# Passage for review
=====
That’s not all: Chevron set its sights on Texas for its first natural gas plant to power data centers and cash in on the AI boom. And the Texas Stock Exchange (TXSE) will be ready and raring to give the NYC-based New York Stock Exchange and Nasdaq a run for their money when it comes online in 2026.

Texas is already the world’s eighth largest economy, close behind California. Is it fixin’ to become number one?—JD

AI

AMD CEO Lisa Su

I-Hwa Cheng / Getty Images

AI evangelists have been searching for a sign to prove all this AI spending is worth the hype. Yesterday, AMD CEO Lisa Su answered their prayers.

AMD dropped some seriously ambitious numbers at its first Financial Analyst Day in three years: The company said that it’s aiming for roughly 35% compounded annual growth in the next three to five years, as well as about 60% growth in its data center business. Su also said she sees the total addressable market for AI data center chips reaching $1 trillion by 2030, and argued that AMD would have “double-digit” share in that market over the next three to five years. All of this, of course, is only possible because of “insatiable” AI demand.
=====
# Dataset excerpts
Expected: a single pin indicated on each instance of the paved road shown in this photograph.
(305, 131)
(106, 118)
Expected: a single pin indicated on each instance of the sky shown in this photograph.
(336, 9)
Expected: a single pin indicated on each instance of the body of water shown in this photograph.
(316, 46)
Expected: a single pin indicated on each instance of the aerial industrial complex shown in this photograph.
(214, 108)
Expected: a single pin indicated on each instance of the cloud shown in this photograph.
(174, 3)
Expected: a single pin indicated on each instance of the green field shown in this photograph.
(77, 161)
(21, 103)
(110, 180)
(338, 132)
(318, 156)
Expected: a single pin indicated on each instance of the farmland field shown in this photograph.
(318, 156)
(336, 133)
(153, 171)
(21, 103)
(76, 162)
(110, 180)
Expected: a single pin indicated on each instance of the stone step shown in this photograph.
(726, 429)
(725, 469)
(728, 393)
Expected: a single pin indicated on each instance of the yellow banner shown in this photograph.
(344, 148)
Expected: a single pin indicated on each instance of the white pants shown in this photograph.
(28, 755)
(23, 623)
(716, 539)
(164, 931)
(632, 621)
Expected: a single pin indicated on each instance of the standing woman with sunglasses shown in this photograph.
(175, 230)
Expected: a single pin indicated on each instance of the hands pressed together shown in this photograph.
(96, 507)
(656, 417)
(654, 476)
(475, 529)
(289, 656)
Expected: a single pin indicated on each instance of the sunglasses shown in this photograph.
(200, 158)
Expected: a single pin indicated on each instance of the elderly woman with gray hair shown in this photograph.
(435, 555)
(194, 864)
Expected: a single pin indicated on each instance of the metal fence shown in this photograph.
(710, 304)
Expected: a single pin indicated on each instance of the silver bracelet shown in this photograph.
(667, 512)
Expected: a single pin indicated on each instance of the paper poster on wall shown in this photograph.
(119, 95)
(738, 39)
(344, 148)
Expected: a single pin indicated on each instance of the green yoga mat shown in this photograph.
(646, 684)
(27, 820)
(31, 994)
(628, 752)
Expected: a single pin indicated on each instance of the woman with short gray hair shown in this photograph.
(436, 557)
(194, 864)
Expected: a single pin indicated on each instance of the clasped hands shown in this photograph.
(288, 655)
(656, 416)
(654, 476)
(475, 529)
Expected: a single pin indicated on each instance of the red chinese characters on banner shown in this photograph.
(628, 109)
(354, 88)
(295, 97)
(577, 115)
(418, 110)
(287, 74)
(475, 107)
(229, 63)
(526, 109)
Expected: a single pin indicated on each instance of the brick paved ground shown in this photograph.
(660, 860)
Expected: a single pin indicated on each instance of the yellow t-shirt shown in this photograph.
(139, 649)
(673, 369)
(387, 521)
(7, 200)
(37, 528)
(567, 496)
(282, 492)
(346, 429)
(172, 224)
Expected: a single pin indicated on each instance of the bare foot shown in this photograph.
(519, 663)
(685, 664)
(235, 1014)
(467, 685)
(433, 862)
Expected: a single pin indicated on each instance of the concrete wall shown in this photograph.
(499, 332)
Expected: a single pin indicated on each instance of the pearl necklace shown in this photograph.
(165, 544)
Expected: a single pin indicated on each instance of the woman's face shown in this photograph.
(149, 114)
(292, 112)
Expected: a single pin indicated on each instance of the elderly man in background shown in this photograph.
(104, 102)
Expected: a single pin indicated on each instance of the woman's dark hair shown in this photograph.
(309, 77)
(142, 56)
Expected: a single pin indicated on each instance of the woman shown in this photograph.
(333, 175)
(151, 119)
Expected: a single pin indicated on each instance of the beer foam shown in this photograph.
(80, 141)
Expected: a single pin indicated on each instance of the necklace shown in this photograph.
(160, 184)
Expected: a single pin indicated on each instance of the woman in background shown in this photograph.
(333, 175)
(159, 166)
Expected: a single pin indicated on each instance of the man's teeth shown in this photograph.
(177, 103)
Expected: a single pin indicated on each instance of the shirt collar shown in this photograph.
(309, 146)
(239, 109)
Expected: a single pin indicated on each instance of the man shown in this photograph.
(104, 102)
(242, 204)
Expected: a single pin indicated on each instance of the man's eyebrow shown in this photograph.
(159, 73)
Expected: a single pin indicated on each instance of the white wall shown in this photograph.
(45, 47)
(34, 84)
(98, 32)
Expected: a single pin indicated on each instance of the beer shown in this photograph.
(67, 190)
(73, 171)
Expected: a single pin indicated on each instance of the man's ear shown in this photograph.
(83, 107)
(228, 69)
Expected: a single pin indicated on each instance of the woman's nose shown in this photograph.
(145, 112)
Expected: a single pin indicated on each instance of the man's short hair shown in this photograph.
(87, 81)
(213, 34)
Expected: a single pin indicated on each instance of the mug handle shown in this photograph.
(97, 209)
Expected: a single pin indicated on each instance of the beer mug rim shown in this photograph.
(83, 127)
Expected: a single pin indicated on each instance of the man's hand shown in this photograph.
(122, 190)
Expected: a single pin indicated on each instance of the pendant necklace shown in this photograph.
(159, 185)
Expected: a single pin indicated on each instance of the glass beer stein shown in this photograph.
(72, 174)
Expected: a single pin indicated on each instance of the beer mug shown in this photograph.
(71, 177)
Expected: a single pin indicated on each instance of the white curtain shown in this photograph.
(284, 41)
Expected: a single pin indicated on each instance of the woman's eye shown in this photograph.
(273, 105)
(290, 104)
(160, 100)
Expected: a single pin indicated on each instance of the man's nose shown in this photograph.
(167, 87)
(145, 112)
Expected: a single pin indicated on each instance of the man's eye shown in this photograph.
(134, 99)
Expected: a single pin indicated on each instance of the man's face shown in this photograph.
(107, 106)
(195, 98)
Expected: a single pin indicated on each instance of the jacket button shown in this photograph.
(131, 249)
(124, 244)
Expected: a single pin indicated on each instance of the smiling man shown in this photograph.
=====
# Work instructions
• 1. Decide whether each statement agrees with the newsletter passage on Texas and AMD, answering yes or no and quoting the words of the passage that settle it: (a) AMD is aiming for roughly 35% compounded annual growth over the next three to five years; (b) the Texas Stock Exchange is set to come online in 2025; (c) Texas is described as the world's largest economy.
• 2. Go on with the newsletter passage on Texas and AMD, starting after its final sentence.
These lines come from a source unrelated to the newsletter passage.

# Results
• 1.
(a) Yes: "it’s aiming for roughly 35% compounded annual growth in the next three to five years"
(b) No: "when it comes online in 2026"
(c) No: "Texas is already the world’s eighth largest economy, close behind California."

• 2.
Su doubled down on big tech’s big spending plans when interviewed by CNBC this morning: “I don’t think it’s a big gamble,” she explained. “I think it’s the right gamble.”

Shares of the semiconductor giant shot up 9% today. All of these bold predictions come as a follow-up to the company’s Q3 earnings announcement last week, which triggered a selloff despite AMD beating expectations.

Challenging Kingvidia’s throne: Nvidia currently owns 90% of the chip market, according to CNBC. But AMD could catch up, given it’s the only other major developer of graphics processing units, or GPUs. Shares of AMD have surged an eye-popping 114.33% this year so far, beating even Nvidia’s gain of 44.31%.

Can all of this pay off?

AMD is clearly confident despite growing scrutiny over the seemingly circular web of spending among big tech giants that’s marked the AI boom.

Michael Burry of “The Big Short” fame disclosed short bets against Nvidia and Palantir last week, and recently accused companies of understating the depreciation of chips, calling it “one of the more common frauds of the modern era” on X.

Some analysts weren’t wooed by AMD’s big forecasts yesterday, and remained focused on the numbers we saw in last week’s earnings release. “The real issue here then is that the stock is going to be binary around AI market share in our view, and a 5 year single point earnings model doesn’t really capture the richness of that debate,” explained Morgan Stanley analyst Joseph Moore in a note today. “We knew all of that coming into this meeting, and it didn’t change our mind at all,” he said, reaffirming his “equal weight” rating.—LB

Together With Nasdaq

NEWS

Around the market

  • Farewell Lincoln: The last American penny ever was minted today at the US Mint in Philadelphia.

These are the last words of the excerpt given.